▶ [Listing]:
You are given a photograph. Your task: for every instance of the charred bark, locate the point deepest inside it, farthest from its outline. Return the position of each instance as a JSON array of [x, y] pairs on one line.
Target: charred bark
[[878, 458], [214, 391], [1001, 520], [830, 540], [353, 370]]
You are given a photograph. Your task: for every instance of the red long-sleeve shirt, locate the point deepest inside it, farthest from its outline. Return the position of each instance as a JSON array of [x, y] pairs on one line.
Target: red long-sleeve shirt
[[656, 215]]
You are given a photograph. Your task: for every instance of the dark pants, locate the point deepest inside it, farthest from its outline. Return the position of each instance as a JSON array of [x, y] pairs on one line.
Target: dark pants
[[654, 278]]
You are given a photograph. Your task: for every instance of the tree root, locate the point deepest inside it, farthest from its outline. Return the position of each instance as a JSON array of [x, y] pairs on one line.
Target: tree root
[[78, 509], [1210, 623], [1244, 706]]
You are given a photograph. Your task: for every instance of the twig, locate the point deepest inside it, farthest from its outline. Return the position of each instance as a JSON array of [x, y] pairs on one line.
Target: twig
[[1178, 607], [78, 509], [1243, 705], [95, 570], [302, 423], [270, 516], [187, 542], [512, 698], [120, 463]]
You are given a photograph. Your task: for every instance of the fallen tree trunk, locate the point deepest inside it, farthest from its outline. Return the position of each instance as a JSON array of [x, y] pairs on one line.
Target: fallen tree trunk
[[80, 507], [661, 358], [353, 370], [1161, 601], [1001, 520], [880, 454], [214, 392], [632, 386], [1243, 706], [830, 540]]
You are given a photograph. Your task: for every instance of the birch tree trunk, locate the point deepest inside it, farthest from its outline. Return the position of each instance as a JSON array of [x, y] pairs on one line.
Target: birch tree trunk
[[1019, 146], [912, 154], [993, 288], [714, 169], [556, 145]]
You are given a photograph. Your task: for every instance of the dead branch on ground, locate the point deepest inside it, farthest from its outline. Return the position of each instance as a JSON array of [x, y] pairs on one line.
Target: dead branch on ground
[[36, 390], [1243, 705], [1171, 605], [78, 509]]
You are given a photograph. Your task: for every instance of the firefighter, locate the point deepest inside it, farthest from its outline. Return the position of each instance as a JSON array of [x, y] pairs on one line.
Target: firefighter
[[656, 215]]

▶ [Problem to work on]: Format every line of the rows above as a JSON list of strings, one string per line, with blank lines omitted.

▶ [Output]:
[
  "You are given a photograph. Your task: for every instance of the charred bark, locate the point deepest inside it, farthest from its outline. Return the position of each instance as a JSON array of [x, y] pairs on one line.",
  "Target: charred bark",
  "[[878, 458], [214, 391], [1001, 520], [830, 540], [353, 370]]",
  "You are given a photograph. Your task: for every instance of the red long-sleeve shirt, locate the point deepest inside it, farthest from its outline. Return the position of each instance as a JSON array of [x, y] pairs on one line.",
  "Target: red long-sleeve shirt",
  "[[656, 215]]",
  "You are given a photograph. Your task: for every instance of the dark pants, locate the point deepest inside it, farthest from its outline. Return the position of each instance as a JSON array of [x, y] pairs on one line.",
  "Target: dark pants",
  "[[654, 278]]",
  "You are given a photograph. Your task: for every instance of the tree root, locate the point deepest inside it, farthest from its outline. Return the position of each instance as a JSON array of [x, y] pairs on one line.",
  "Target: tree root",
  "[[78, 509], [1210, 623], [1244, 706]]",
  "You are given a photograph. Your task: for every instance of the twig, locate the point deepest inside it, farthest from its outline. Return the position of each instance as a JSON array of [x, y] pairs on one line.",
  "Target: twig",
  "[[1178, 607], [78, 509], [1243, 705], [95, 570], [302, 423], [270, 516], [187, 542], [512, 698], [120, 463]]",
  "You are given a photograph. Your task: for every instance of the fallen tree trunk, locate the point deepest inside it, farthest from its outline. Return the position of each instance as a JSON array of [x, y] pairs on one line.",
  "Target: fallen tree trunk",
  "[[80, 507], [661, 358], [353, 370], [1161, 601], [1001, 520], [880, 454], [214, 392], [632, 386], [1243, 706], [830, 540]]",
  "You are given a photograph. Your task: for every instance of the birch tree trunk, locate the point deepest inside it, farthest from its outline. Return the position of each instance as a JSON array of [x, y] pairs on one line.",
  "Target: birch tree trunk",
  "[[1019, 146], [912, 154], [993, 288], [714, 169], [556, 145]]",
  "You are given a photograph. Your task: for every instance of the dead branch on ground, locate the point deepest inside it, farthest from its outline. Return the position of each instance as a JSON array of [x, y] pairs on one line.",
  "Target: dead branch on ground",
  "[[36, 390], [1243, 705], [1171, 605], [78, 509]]",
  "You are given a photograph. Your task: for every instance of the firefighter, locate the point deepest inside it, farthest from its outline. Return the position of each instance as a JSON array of [x, y] pairs on one line.",
  "Target: firefighter",
  "[[656, 215]]"
]